#### [Passage for review]
__________
= Crystallization adjutant =

A crystallization adjutant is a material used to promote crystallization, normally in a context where a material does not crystallize naturally from a pure solution.

==Additives in Macromolecular Crystallization==
In macromolecular crystallography, the term additive is used instead of adjutant. An additive can either interact directly with the protein, and become incorporated at a fixed position in the resulting crystal or have a role within the disordered solvent, that in protein crystals constitute roughly 50% of the lattice volume.

Polyethylene glycols of various molecular weights and high-ionic strength salts such as ammonium sulfate and sodium citrate that induce protein precipitation when used in high concentrations are classified as precipitants, while certain other salts such as zinc sulfate or calcium sulfate that may cause a protein to precipitate vigorously even when used in small amounts are considered adjutants. Crystallization adjutants are considered additives when they are effective at relatively low concentrations.
The distinction between buffers and adjutants is also fuzzy. Buffer molecules can become part of the lattice (for example HEPES in becomes incorporated in crystals of human neutrophil collagenase) but their main use is to maintain the rather precise pH requirements for crystallization that many proteins have. Commonly used buffers such as citrate have a high ionic strength and at the typical buffer concentrations they also act as precipitants. Various species such as Ca^{2+} and Zn^{2+} are a biological requirement for certain proteins to fold correctly and certain co-factors are needed to maintain a well defined conformation. Certain strategies, like replacing precipitants and buffers with others intended to have a similar effect, have been used to differentiate between the roles played in protein crystallization by the various components in the crystallization solution.
__________
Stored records
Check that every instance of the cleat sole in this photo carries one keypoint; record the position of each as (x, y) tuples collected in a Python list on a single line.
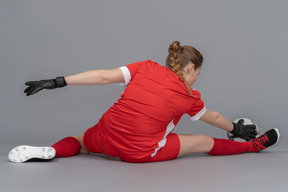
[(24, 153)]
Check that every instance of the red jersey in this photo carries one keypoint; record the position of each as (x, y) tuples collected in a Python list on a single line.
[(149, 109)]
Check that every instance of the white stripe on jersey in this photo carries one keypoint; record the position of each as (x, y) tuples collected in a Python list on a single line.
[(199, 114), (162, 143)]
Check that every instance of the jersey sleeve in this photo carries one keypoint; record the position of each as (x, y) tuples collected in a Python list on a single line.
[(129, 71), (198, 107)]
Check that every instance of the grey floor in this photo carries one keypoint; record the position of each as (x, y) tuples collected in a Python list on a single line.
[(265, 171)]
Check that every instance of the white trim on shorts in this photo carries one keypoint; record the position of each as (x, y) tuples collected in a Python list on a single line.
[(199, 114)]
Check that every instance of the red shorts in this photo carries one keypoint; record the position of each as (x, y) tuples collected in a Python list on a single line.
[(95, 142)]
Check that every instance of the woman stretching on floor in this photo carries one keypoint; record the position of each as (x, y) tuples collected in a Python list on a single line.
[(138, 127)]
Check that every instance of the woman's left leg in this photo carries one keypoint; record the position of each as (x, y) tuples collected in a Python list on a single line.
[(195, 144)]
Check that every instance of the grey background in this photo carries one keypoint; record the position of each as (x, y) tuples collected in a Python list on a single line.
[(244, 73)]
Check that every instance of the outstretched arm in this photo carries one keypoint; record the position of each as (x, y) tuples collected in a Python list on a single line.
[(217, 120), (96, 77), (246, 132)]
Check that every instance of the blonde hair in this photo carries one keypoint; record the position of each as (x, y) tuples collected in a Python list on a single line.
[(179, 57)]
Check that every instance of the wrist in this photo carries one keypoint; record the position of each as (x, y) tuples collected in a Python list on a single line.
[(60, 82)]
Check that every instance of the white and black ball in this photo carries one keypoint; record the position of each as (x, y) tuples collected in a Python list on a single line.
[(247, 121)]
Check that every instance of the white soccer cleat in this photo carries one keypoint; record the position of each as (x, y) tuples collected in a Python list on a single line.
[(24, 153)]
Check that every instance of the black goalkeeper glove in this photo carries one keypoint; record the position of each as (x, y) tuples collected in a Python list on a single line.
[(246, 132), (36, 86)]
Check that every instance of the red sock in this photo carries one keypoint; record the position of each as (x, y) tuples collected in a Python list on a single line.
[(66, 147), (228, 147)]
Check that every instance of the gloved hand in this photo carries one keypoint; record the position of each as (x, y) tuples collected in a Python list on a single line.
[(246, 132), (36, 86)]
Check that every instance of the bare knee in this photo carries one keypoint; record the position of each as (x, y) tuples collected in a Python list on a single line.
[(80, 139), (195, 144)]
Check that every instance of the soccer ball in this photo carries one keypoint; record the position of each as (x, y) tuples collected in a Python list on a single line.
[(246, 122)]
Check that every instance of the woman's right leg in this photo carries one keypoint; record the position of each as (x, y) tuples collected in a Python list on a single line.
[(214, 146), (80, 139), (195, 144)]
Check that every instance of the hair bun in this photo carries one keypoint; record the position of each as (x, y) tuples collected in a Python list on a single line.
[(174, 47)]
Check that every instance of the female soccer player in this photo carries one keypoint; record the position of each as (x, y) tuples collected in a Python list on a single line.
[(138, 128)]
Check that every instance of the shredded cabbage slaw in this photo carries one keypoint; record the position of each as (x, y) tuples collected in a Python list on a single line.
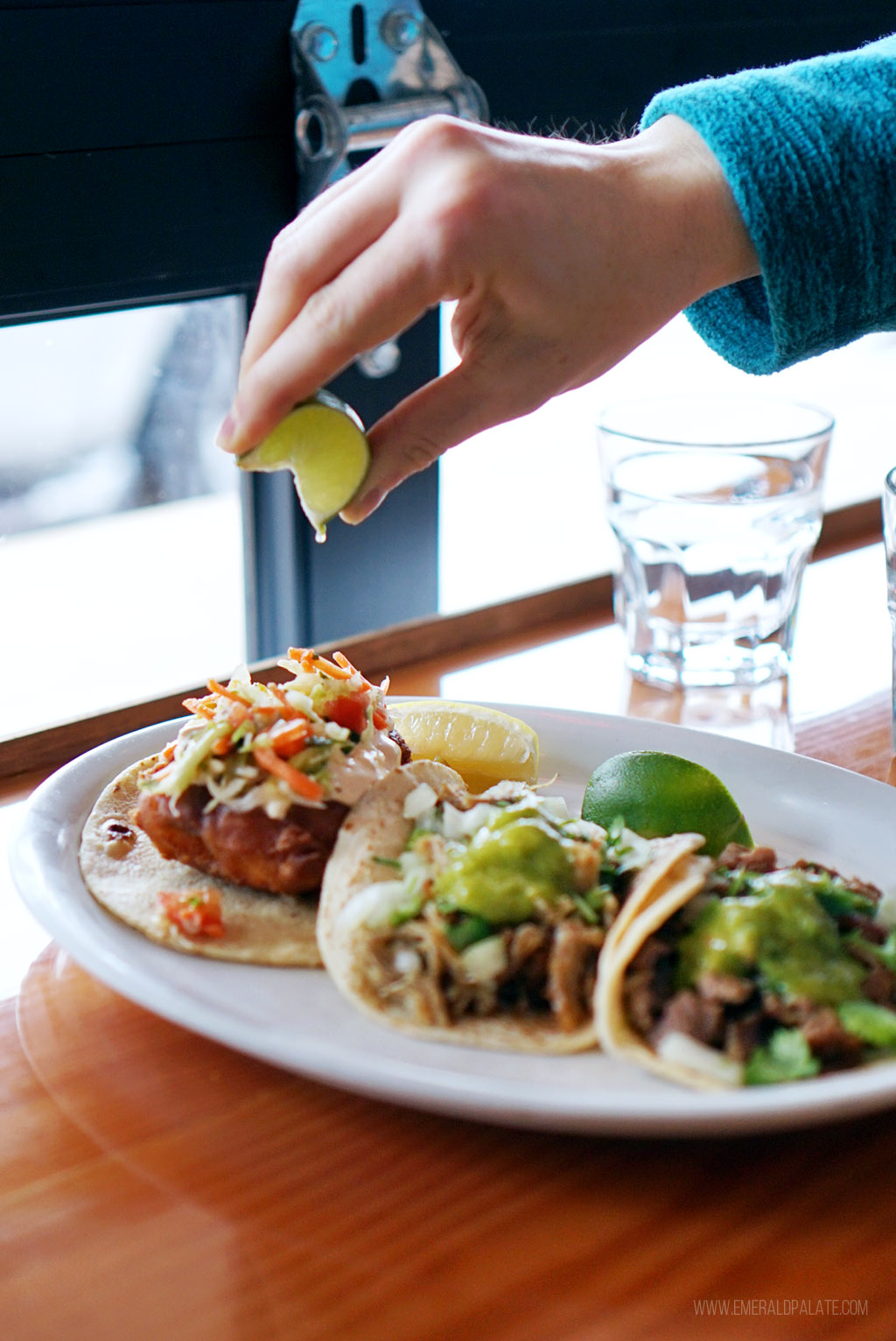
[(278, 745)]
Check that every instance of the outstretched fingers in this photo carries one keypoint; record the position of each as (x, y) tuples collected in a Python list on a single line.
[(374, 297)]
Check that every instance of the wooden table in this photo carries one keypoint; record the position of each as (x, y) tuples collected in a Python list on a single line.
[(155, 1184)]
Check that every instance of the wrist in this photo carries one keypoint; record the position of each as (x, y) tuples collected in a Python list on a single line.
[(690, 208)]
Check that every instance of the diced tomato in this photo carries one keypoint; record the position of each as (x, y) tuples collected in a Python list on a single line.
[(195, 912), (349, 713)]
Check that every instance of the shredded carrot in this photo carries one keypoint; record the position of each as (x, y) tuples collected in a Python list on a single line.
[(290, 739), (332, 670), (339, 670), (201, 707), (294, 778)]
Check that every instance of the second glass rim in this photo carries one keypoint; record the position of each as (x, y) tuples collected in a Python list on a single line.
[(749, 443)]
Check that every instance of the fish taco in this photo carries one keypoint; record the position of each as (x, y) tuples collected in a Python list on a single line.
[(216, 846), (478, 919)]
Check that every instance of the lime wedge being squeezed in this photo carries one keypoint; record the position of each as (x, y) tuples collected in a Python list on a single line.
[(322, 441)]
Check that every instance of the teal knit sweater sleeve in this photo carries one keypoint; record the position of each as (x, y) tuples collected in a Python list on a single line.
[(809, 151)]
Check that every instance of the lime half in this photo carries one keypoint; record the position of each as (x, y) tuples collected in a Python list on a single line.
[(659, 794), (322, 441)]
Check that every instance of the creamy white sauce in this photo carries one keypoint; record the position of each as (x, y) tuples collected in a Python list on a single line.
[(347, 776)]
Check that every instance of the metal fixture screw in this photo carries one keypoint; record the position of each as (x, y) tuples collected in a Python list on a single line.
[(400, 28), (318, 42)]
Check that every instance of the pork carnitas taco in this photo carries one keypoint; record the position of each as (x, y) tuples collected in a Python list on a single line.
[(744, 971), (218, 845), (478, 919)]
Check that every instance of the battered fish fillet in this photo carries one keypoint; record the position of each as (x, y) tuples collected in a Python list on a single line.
__________
#### [Exercise description]
Write the next part of the text on crystallization adjutants, starting immediately after its final sentence.

#### [Answer space]
==Additives for Membrane Protein Crystallization==
For membrane proteins, the situation is more complicated because the system that is being crystallized is not the membrane protein itself but the micellar system in which the membrane protein is embedded.
The size of the protein-detergent mixed micelles are affected by both additives and detergents which will strongly influence the crystals obtained. In addition to varying the concentration of primary detergents, additives (lipids and alcohols) and secondary detergents can be used to modulate the size and shape of the detergent micelles. By reducing the size of the mixed micelles lattice forming protein-protein contacts are encouraged. Lipid cubic phases, spontaneous self-assembling liquid crystals or lipid mesophases have been used successfully in the crystallization of integral membrane proteins.
Temperature, salts, detergents, various additives are used in this system to tailor the cubic phase to suit the target protein. Typical detergents used are n-dodecyl-β-d-maltopyranoside, n-decyl-β-d-glucopyranoside, lauryldimethylamine oxide LDAO, n-hexyl-β-d-glucopyranoside, n-nonyl-β-d-glucopyranoside and n-octyl-β-d-glucopyranoside; the various lipids are dioleoyl phosphatidylcholine, dioleoyl phosphatidylethanolamine and monoolein.